**Part of a data file:**
========================================================================

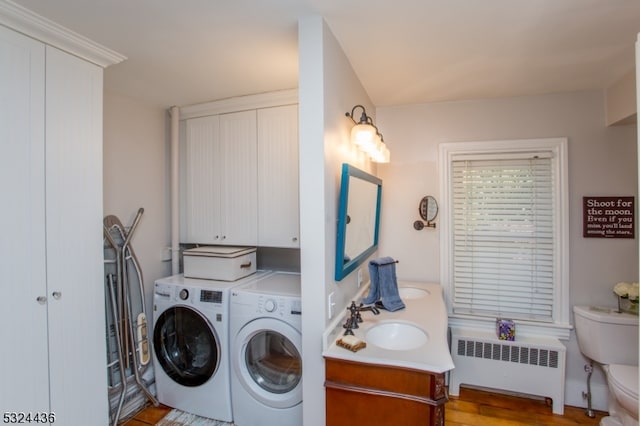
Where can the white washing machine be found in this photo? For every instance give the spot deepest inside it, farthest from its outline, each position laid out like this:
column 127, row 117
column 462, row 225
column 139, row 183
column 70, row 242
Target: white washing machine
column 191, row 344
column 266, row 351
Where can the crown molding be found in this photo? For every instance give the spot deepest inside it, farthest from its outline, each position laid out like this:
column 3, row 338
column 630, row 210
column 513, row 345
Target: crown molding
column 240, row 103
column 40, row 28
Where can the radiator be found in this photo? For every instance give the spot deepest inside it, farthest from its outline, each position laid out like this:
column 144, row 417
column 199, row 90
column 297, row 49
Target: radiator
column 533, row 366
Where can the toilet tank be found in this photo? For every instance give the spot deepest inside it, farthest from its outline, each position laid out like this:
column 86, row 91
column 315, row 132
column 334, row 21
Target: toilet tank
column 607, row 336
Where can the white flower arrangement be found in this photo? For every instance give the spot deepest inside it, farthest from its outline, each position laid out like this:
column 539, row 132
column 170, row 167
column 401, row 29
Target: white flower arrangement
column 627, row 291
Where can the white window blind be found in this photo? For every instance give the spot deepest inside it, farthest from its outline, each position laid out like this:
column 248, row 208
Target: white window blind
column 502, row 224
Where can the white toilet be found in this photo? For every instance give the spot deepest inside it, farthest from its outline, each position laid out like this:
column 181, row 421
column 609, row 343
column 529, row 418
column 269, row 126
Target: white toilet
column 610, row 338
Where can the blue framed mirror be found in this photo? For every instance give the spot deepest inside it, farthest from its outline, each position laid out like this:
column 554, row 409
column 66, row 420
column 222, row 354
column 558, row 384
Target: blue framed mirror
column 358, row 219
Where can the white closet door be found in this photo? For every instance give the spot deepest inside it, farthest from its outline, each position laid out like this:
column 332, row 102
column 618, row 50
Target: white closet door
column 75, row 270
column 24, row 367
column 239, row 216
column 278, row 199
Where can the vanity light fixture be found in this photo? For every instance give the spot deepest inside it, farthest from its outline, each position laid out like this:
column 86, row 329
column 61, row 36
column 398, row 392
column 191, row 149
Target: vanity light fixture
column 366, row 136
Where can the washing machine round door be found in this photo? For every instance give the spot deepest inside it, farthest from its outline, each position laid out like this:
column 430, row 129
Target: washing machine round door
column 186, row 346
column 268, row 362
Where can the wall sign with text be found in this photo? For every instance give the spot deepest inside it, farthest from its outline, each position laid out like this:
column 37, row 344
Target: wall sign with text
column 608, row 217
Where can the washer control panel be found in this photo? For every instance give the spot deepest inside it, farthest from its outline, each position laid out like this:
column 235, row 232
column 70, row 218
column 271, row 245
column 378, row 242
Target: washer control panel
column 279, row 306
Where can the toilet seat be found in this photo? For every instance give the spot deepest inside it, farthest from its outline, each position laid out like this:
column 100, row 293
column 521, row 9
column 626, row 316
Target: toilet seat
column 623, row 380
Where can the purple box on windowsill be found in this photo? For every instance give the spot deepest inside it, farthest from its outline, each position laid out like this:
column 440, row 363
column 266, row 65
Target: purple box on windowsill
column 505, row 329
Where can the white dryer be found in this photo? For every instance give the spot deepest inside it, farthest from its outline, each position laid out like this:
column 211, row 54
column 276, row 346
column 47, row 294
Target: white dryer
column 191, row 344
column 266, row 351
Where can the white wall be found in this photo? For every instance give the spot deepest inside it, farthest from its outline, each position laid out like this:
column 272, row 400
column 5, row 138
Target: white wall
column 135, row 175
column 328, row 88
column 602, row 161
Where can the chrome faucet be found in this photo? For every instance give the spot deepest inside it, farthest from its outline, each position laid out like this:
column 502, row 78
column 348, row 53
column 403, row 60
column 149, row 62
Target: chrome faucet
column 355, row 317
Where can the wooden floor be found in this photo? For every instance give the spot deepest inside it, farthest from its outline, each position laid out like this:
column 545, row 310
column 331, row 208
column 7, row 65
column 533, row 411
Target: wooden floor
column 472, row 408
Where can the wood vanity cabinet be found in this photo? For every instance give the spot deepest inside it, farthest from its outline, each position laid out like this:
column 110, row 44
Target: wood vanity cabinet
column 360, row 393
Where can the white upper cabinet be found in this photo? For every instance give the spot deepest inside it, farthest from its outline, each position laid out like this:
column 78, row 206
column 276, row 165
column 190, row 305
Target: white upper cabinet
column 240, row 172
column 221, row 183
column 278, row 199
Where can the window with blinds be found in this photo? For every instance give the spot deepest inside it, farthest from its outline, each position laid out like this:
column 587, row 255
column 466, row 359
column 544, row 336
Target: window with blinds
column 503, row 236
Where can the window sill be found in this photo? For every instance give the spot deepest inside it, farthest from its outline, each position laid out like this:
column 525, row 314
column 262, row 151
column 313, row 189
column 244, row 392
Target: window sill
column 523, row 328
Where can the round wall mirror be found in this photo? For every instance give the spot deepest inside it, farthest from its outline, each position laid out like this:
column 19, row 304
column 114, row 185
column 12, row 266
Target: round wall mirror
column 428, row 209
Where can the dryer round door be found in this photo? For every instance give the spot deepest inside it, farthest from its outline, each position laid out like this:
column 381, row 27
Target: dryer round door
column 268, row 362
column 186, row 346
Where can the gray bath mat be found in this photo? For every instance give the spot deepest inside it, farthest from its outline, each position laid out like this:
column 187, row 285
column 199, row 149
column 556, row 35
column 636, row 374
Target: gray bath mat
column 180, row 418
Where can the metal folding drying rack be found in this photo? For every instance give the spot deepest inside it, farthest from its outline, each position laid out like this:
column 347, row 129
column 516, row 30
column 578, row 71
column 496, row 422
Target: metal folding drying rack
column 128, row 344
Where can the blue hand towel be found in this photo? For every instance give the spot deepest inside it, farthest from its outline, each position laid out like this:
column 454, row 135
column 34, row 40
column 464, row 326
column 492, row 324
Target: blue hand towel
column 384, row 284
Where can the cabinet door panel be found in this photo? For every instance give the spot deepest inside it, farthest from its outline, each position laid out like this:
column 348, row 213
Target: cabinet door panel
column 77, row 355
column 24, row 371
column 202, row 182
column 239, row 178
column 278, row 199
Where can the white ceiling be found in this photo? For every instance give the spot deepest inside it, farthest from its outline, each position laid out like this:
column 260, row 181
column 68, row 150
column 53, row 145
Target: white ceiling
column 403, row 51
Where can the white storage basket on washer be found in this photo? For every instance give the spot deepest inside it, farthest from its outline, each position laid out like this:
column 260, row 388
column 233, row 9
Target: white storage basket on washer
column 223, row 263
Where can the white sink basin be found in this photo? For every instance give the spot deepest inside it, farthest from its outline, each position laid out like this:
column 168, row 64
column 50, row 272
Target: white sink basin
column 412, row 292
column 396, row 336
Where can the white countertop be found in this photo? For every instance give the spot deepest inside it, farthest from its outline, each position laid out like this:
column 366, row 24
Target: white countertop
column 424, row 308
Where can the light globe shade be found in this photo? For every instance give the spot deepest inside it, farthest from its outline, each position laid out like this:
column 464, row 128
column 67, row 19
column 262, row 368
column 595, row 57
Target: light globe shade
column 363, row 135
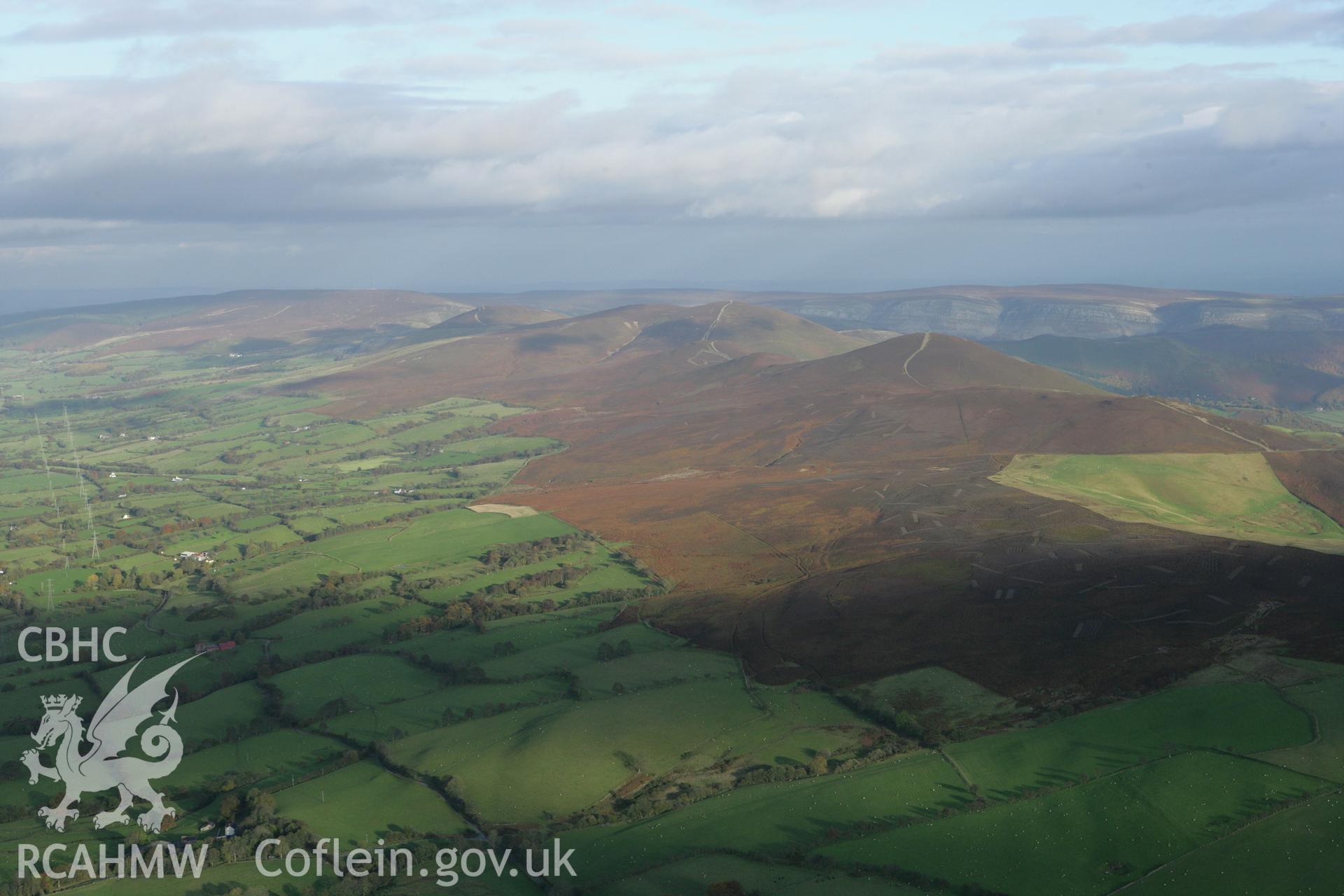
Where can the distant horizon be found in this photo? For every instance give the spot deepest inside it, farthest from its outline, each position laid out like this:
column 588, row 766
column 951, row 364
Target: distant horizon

========================================================================

**Problem statement:** Reproduce every one of these rows word for word, leaving out the pictures.

**Final answer:**
Where can the white washing machine be found in this photo? For every instance give the spot deepest inside it, farthest from its outline, each position laid out like this:
column 127, row 117
column 462, row 225
column 139, row 183
column 70, row 242
Target: white washing machine
column 191, row 344
column 266, row 351
Where can the crown molding be found in this photo? For every instance give the spot deepest inside it, farthest from its outline, each position laid out like this:
column 3, row 338
column 630, row 210
column 513, row 345
Target: crown molding
column 240, row 103
column 40, row 28
Where can the radiator be found in this photo? For every instance give the spot deepest inside it, farthest from its outline, each position laid out like this:
column 144, row 417
column 199, row 90
column 297, row 49
Target: radiator
column 533, row 366
Where can the toilet tank be found in this photo? For every instance give the spot deepest inside it, farthest from its outline, each position laid out like this:
column 86, row 91
column 315, row 132
column 334, row 21
Target: toilet tank
column 607, row 336
Where can the white flower arrangement be found in this photo? For every instance give the spot deepest inside it, farthest from its outline, each position laid out like this:
column 539, row 132
column 170, row 167
column 401, row 29
Target: white flower arrangement
column 627, row 291
Where can the white window blind be found in this photo? For every instance give the spot deepest inside it, farthest from its outline, each position laid out like this:
column 248, row 208
Target: white window blind
column 502, row 224
Where can the white toilet be found in this photo? For every instance give the spot deepest inside it, farthest from its outline, each position laid out like this:
column 181, row 421
column 609, row 343
column 529, row 418
column 269, row 126
Target: white toilet
column 610, row 338
Where can the blue framed mirror be found in this photo? For every instance give the spot deepest inside it, farthest from its outline, each position laid out like this:
column 554, row 409
column 66, row 420
column 222, row 354
column 558, row 384
Target: blue framed mirror
column 358, row 219
Where can the white closet door be found in this photo? For every instance give the spot deepest inside it, farthest from its outline, each position laid out like this:
column 332, row 102
column 618, row 50
Target: white closet door
column 75, row 270
column 24, row 367
column 239, row 216
column 278, row 199
Where can the vanity light fixture be found in this photo? For every instance give the spot deepest inside it, farthest from its outline, each position laid out like this:
column 86, row 329
column 61, row 36
column 398, row 392
column 191, row 149
Target: vanity light fixture
column 366, row 136
Where can the washing machine round door be found in this photo? For every instance give the spot deepest inside it, farthest from its outline, each position laid out like this:
column 430, row 129
Target: washing machine round door
column 186, row 346
column 268, row 362
Where can the wall sign with text be found in this photo? For every instance give the spot deepest inside it, farthest from its outline, each position laid out like this:
column 37, row 344
Target: wall sign with text
column 608, row 217
Where can the washer control panel be found in this photo? For every instance give the spot deepest inside it, farthest from its outline, each position laid out like this:
column 235, row 232
column 70, row 218
column 271, row 245
column 378, row 242
Target: washer control panel
column 279, row 306
Where can the toilet seat be found in this photo? For every instance give the spot deepest inside it, farthest from its outline, each position laid out like this:
column 100, row 293
column 521, row 9
column 626, row 316
Target: toilet seat
column 623, row 380
Where can the purple box on windowsill be found in this photo? For every instance give the spot deepest inside it, farthest from its outline, each position laid out like this:
column 440, row 363
column 266, row 65
Target: purple box on windowsill
column 505, row 329
Where can the white dryer be found in this photo? For every instance give the spot deepest inside it, farthest from its outline, each position laid out like this:
column 211, row 54
column 276, row 346
column 47, row 294
Target: white dryer
column 191, row 344
column 266, row 351
Where can the white wall be found in this photo? For every instance give the spot deepest inside it, farthest from its outline, each position laid out like this:
column 272, row 400
column 5, row 138
Target: white wall
column 135, row 175
column 328, row 88
column 602, row 161
Where can the chrome faucet be found in this photo? For every instance give the spot deepest inside it, farthest from its outline, each position laid out like this:
column 502, row 78
column 348, row 53
column 403, row 60
column 149, row 62
Target: chrome faucet
column 355, row 317
Where can the wooden floor be found in this photo? For every instance give the spot deepest inside it, farthest from its outline, each position laid out like this:
column 545, row 310
column 331, row 208
column 7, row 65
column 533, row 411
Target: wooden floor
column 472, row 408
Where can the wood vanity cabinet be found in this photo? For every instance give the spot deepest inside it, farthest from its outline, each position laid out like this:
column 110, row 44
Target: wood vanity cabinet
column 360, row 393
Where can the white upper cabinet be found in this photo? For every instance give the spot deepest inside it, farthest from its outline, each position laid out like this:
column 78, row 206
column 276, row 165
column 190, row 305
Target: white upper cabinet
column 240, row 172
column 221, row 183
column 278, row 199
Where can the window with blinds be found in this photo? For every instance give the spot deepest inside it, farthest from its outline, each position laid out like this:
column 587, row 255
column 466, row 359
column 544, row 336
Target: window with blinds
column 503, row 236
Where can the window sill be found in this photo? For every instance give the spot deepest inside it, farthest from its outline, each position laid out like this:
column 525, row 314
column 262, row 151
column 313, row 189
column 244, row 392
Target: window sill
column 523, row 328
Where can the round wall mirror be found in this photo? For every instance give the spot deepest inside it, farthest from its outline, each position laid out like this:
column 19, row 304
column 114, row 185
column 12, row 266
Target: round wall mirror
column 428, row 209
Where can the dryer round door be found in this photo? For every instance give the spot deepest inside it, farthest from its outline, each position laid out like this:
column 381, row 27
Target: dryer round door
column 268, row 362
column 186, row 346
Where can the gray bath mat be found in this photo? For every instance give the spot deepest inside it, farthest from its outline, each position laid out like this:
column 187, row 285
column 199, row 149
column 556, row 35
column 636, row 374
Target: gray bath mat
column 180, row 418
Where can the metal folding drying rack be found in this photo? For every instance give the spot deepest inside it, farthest from its outline, each position laid out like this:
column 347, row 129
column 516, row 30
column 578, row 71
column 496, row 422
Target: metal folding drying rack
column 128, row 344
Where can the blue hand towel be found in this photo? For every instance give the spot deepest inside it, farthest from its outline, each position laid out like this:
column 454, row 135
column 34, row 40
column 464, row 326
column 492, row 324
Target: blue hand towel
column 384, row 284
Where can the cabinet door panel be found in this photo? For every instance give the spot deepest inside it, farthest from its outline, each position laid out like this:
column 348, row 213
Target: cabinet door panel
column 77, row 355
column 24, row 371
column 202, row 182
column 239, row 178
column 278, row 199
Where can the white ceiling be found in this photo? For every instance give the spot deepest inside it, farthest from its outline, each position laid out like this:
column 260, row 181
column 68, row 150
column 53, row 145
Target: white ceiling
column 403, row 51
Where can the white storage basket on washer be found in this photo? For every instance give the spot deepest inside it, farthest from its outline, each position laid out like this:
column 260, row 388
column 233, row 9
Target: white storage basket on washer
column 223, row 263
Where can the white sink basin be found in this photo? For every instance give the spot deepest inside it, farthest from its outline, each position laid out like this:
column 168, row 64
column 50, row 272
Target: white sink basin
column 412, row 292
column 396, row 336
Where can the white countertop be found in this photo? For every instance give the spot deepest inside it, farthest from its outline, each position laid out like this:
column 366, row 24
Target: white countertop
column 424, row 308
Where can the light globe shade be found in this photo? For every instance give the spot deepest inside it, farthest from its outline, each position laid out like this:
column 464, row 128
column 67, row 19
column 262, row 368
column 595, row 57
Target: light globe shade
column 363, row 135
Where can the distant horizon be found in this photo? For every instance give the spot deepest inside it, farthest from its outline, each position laid out like this:
column 588, row 766
column 951, row 364
Target: distant horizon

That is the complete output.